## begin Exercise input
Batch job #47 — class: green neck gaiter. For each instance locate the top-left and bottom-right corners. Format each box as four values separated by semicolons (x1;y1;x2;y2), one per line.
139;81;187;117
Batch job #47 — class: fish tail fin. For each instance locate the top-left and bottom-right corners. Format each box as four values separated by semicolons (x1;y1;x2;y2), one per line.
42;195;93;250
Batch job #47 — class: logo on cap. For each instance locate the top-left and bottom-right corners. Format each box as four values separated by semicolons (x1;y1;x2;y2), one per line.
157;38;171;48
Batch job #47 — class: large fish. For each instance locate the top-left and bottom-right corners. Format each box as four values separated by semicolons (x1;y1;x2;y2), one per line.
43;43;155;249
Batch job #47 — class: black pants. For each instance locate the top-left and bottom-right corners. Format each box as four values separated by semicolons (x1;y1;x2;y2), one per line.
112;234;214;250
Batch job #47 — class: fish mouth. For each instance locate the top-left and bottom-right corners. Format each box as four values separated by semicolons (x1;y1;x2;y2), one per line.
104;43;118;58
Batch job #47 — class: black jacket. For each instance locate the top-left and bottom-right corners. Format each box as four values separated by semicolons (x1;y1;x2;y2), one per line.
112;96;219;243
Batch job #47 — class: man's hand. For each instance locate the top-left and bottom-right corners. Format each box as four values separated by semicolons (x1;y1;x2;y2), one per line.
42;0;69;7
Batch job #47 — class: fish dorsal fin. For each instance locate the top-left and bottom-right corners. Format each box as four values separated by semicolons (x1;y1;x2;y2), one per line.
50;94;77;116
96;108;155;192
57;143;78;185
## end Exercise input
# [What is needed]
Rescale the rows from the start of the records through the line containing "43;43;155;249", inclusive, writing out the requests unchanged. Multiply every box coordinate in the answers by 1.05, and round each result to a whole number with halves rounded up.

# [Reply to the exercise]
Batch job #47 — class: green neck gaiter. For each instance locate the top-left and bottom-right corners. Format each box as four values separated by semicolons (x1;y1;x2;y2), one per line.
146;85;196;123
Batch job #47 — class: fish tail fin. For each instance locate the top-left and bottom-right corners. Format each box as four values separated by semicolons (x1;y1;x2;y2), one per line.
44;205;98;263
Batch job #47 — class: logo on cap. For each instance locate the top-left and bottom-right corners. Format each box as four values separated by semicolons (x1;y1;x2;y2), one per line.
165;40;180;50
Batch job #47 — class: large fish. For each instance locate the top-left and bottom-right corners. Format each box as four values separated by semicolons (x1;y1;x2;y2), one per line.
45;45;163;261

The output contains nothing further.